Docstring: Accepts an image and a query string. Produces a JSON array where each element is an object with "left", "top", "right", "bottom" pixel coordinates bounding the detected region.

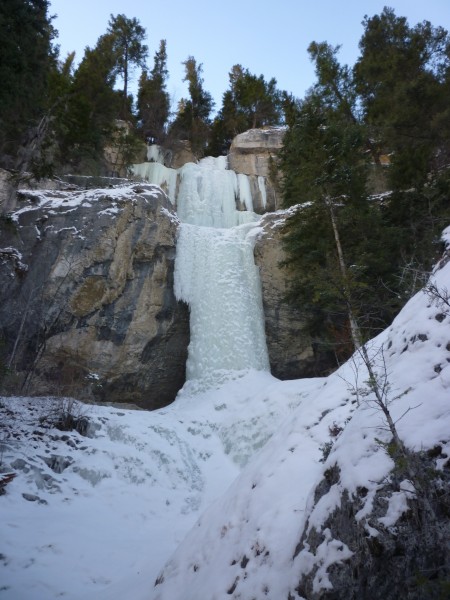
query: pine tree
[
  {"left": 233, "top": 69, "right": 282, "bottom": 129},
  {"left": 0, "top": 0, "right": 56, "bottom": 169},
  {"left": 107, "top": 14, "right": 148, "bottom": 118},
  {"left": 207, "top": 65, "right": 284, "bottom": 155},
  {"left": 280, "top": 13, "right": 450, "bottom": 365},
  {"left": 137, "top": 39, "right": 170, "bottom": 142},
  {"left": 170, "top": 56, "right": 214, "bottom": 157},
  {"left": 354, "top": 7, "right": 450, "bottom": 188},
  {"left": 354, "top": 7, "right": 450, "bottom": 293},
  {"left": 280, "top": 44, "right": 396, "bottom": 357},
  {"left": 54, "top": 33, "right": 121, "bottom": 173}
]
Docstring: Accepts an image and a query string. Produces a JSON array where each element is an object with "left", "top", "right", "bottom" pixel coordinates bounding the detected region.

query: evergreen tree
[
  {"left": 208, "top": 65, "right": 284, "bottom": 155},
  {"left": 280, "top": 45, "right": 397, "bottom": 358},
  {"left": 170, "top": 56, "right": 214, "bottom": 157},
  {"left": 280, "top": 12, "right": 450, "bottom": 367},
  {"left": 354, "top": 7, "right": 450, "bottom": 188},
  {"left": 137, "top": 39, "right": 170, "bottom": 142},
  {"left": 0, "top": 0, "right": 56, "bottom": 169},
  {"left": 234, "top": 68, "right": 283, "bottom": 129},
  {"left": 354, "top": 8, "right": 450, "bottom": 291},
  {"left": 107, "top": 14, "right": 148, "bottom": 118},
  {"left": 54, "top": 33, "right": 122, "bottom": 173}
]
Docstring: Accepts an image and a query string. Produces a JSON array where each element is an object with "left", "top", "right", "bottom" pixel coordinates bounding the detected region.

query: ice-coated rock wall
[{"left": 132, "top": 149, "right": 270, "bottom": 214}]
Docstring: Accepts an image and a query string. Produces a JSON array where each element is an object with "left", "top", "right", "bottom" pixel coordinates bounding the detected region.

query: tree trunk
[
  {"left": 15, "top": 113, "right": 51, "bottom": 174},
  {"left": 0, "top": 174, "right": 18, "bottom": 214},
  {"left": 326, "top": 196, "right": 362, "bottom": 350},
  {"left": 123, "top": 46, "right": 129, "bottom": 118}
]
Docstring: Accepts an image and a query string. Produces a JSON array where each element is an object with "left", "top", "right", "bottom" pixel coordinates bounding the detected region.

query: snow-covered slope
[{"left": 151, "top": 242, "right": 450, "bottom": 599}]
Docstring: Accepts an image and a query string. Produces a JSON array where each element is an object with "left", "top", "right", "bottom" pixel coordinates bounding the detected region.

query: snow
[
  {"left": 378, "top": 480, "right": 416, "bottom": 528},
  {"left": 12, "top": 183, "right": 164, "bottom": 223},
  {"left": 0, "top": 373, "right": 312, "bottom": 599},
  {"left": 4, "top": 251, "right": 448, "bottom": 600},
  {"left": 442, "top": 225, "right": 450, "bottom": 248},
  {"left": 159, "top": 207, "right": 180, "bottom": 225},
  {"left": 0, "top": 247, "right": 28, "bottom": 274},
  {"left": 297, "top": 528, "right": 353, "bottom": 594},
  {"left": 151, "top": 256, "right": 450, "bottom": 600}
]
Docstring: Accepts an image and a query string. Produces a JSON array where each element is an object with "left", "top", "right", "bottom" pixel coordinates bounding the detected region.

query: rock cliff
[
  {"left": 0, "top": 128, "right": 318, "bottom": 404},
  {"left": 255, "top": 209, "right": 335, "bottom": 379},
  {"left": 228, "top": 127, "right": 285, "bottom": 212},
  {"left": 228, "top": 127, "right": 285, "bottom": 178},
  {"left": 0, "top": 183, "right": 189, "bottom": 409}
]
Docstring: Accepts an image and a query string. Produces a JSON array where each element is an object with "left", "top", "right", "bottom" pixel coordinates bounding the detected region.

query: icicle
[
  {"left": 237, "top": 174, "right": 254, "bottom": 212},
  {"left": 146, "top": 144, "right": 165, "bottom": 164},
  {"left": 258, "top": 176, "right": 267, "bottom": 209}
]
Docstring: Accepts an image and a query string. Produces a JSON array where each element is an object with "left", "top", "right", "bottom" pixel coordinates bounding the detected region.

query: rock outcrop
[
  {"left": 103, "top": 120, "right": 148, "bottom": 177},
  {"left": 0, "top": 170, "right": 63, "bottom": 215},
  {"left": 255, "top": 210, "right": 330, "bottom": 379},
  {"left": 293, "top": 453, "right": 450, "bottom": 600},
  {"left": 0, "top": 127, "right": 327, "bottom": 404},
  {"left": 228, "top": 127, "right": 285, "bottom": 178},
  {"left": 167, "top": 141, "right": 196, "bottom": 169},
  {"left": 228, "top": 127, "right": 285, "bottom": 212},
  {"left": 0, "top": 183, "right": 189, "bottom": 409}
]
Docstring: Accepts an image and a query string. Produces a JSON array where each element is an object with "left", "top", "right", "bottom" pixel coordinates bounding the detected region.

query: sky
[{"left": 49, "top": 0, "right": 450, "bottom": 113}]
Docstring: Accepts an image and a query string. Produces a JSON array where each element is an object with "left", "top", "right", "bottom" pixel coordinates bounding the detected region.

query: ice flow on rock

(ASSIGNMENT): Give the material above again exactly as it stands, minus any images.

(RESPONSE TO THE TASK):
Docstring: Accepts an image and a query string. Produces a JSON array where each element is an object with "left", "top", "right", "bottom" pixel coordinates bounding the detected region.

query: pine tree
[
  {"left": 233, "top": 69, "right": 282, "bottom": 129},
  {"left": 0, "top": 0, "right": 56, "bottom": 169},
  {"left": 107, "top": 14, "right": 148, "bottom": 118},
  {"left": 207, "top": 65, "right": 284, "bottom": 155},
  {"left": 280, "top": 13, "right": 450, "bottom": 365},
  {"left": 137, "top": 39, "right": 170, "bottom": 142},
  {"left": 170, "top": 56, "right": 214, "bottom": 157},
  {"left": 354, "top": 7, "right": 450, "bottom": 188},
  {"left": 354, "top": 7, "right": 450, "bottom": 293},
  {"left": 280, "top": 44, "right": 396, "bottom": 357},
  {"left": 54, "top": 33, "right": 121, "bottom": 173}
]
Docstring: Accepts an image and a query string. Produces a JSON array where each element is an object with "left", "top", "right", "bottom" pixel coordinates bounding the detected region.

query: evergreen tree
[
  {"left": 208, "top": 65, "right": 284, "bottom": 155},
  {"left": 280, "top": 45, "right": 397, "bottom": 358},
  {"left": 170, "top": 56, "right": 214, "bottom": 157},
  {"left": 280, "top": 12, "right": 450, "bottom": 367},
  {"left": 354, "top": 7, "right": 450, "bottom": 188},
  {"left": 137, "top": 39, "right": 170, "bottom": 142},
  {"left": 0, "top": 0, "right": 56, "bottom": 169},
  {"left": 234, "top": 68, "right": 283, "bottom": 129},
  {"left": 354, "top": 8, "right": 450, "bottom": 291},
  {"left": 107, "top": 14, "right": 148, "bottom": 118},
  {"left": 54, "top": 33, "right": 122, "bottom": 173}
]
Docstring: Accepts an image and a query string. Produces a JSON array where each element is an object with "left", "top", "right", "bottom" pixel coordinates bounding the detected region.

query: ice-coated rock wall
[{"left": 132, "top": 149, "right": 270, "bottom": 214}]
Docstring: Accepts an image and a query string. Produces a JSON array where each element is an object with "left", "top", "right", "bottom" pixel coordinates bounding the detected region.

query: tree trunk
[
  {"left": 15, "top": 113, "right": 51, "bottom": 174},
  {"left": 0, "top": 174, "right": 18, "bottom": 214},
  {"left": 326, "top": 196, "right": 362, "bottom": 350},
  {"left": 123, "top": 46, "right": 129, "bottom": 118}
]
Docstring: Accepts an image and a query string. Produces a JSON array where each element is an object with "left", "top", "right", "bottom" pixel coordinates bounding the detected region.

query: snow-covered slope
[{"left": 151, "top": 242, "right": 450, "bottom": 599}]
Docstring: Accepts an image and a query string. Produces a JSON array where each element is an object with "left", "top", "right", "bottom" pixel coordinates bounding the detected region.

query: snow
[
  {"left": 378, "top": 480, "right": 416, "bottom": 528},
  {"left": 12, "top": 183, "right": 164, "bottom": 223},
  {"left": 0, "top": 373, "right": 312, "bottom": 599},
  {"left": 4, "top": 251, "right": 448, "bottom": 600},
  {"left": 442, "top": 225, "right": 450, "bottom": 248},
  {"left": 159, "top": 207, "right": 180, "bottom": 225},
  {"left": 0, "top": 247, "right": 28, "bottom": 274},
  {"left": 297, "top": 528, "right": 353, "bottom": 594},
  {"left": 151, "top": 256, "right": 450, "bottom": 600}
]
Docstring: Accepts an image and a query string. Produces a JSON array where each element is an object with "left", "top", "right", "bottom" pixel coordinates bounding the detected region.

query: rock cliff
[
  {"left": 0, "top": 128, "right": 318, "bottom": 404},
  {"left": 255, "top": 209, "right": 335, "bottom": 379},
  {"left": 228, "top": 127, "right": 285, "bottom": 212},
  {"left": 228, "top": 127, "right": 285, "bottom": 178},
  {"left": 0, "top": 183, "right": 189, "bottom": 409}
]
Docstring: Accepts an image and a query string. Produces a JSON array where each element is an object with "left", "top", "right", "bottom" pixel coordinates bounding the detected region.

query: icicle
[
  {"left": 237, "top": 174, "right": 254, "bottom": 212},
  {"left": 146, "top": 144, "right": 165, "bottom": 164},
  {"left": 258, "top": 176, "right": 267, "bottom": 209}
]
Docstring: Accepts an image and a query string. Produces a JSON array where each element is an object with "left", "top", "right", "bottom" pixel coordinates bounding the detected region.

query: rock outcrop
[
  {"left": 103, "top": 120, "right": 148, "bottom": 177},
  {"left": 0, "top": 170, "right": 63, "bottom": 215},
  {"left": 255, "top": 210, "right": 330, "bottom": 379},
  {"left": 293, "top": 453, "right": 450, "bottom": 600},
  {"left": 0, "top": 127, "right": 327, "bottom": 404},
  {"left": 228, "top": 127, "right": 285, "bottom": 178},
  {"left": 167, "top": 141, "right": 196, "bottom": 169},
  {"left": 228, "top": 127, "right": 285, "bottom": 212},
  {"left": 0, "top": 183, "right": 189, "bottom": 409}
]
Docstring: Accepts an image and a query string. Produces a JSON array where each element is an object with "left", "top", "right", "bottom" pixel coordinates bounding the detected region.

query: sky
[{"left": 49, "top": 0, "right": 450, "bottom": 113}]
Docstring: Accepts an image and a query string. Produces a JSON array where each element is an object with "left", "top", "right", "bottom" pixel coordinates bounding the detected region.

query: ice flow on rock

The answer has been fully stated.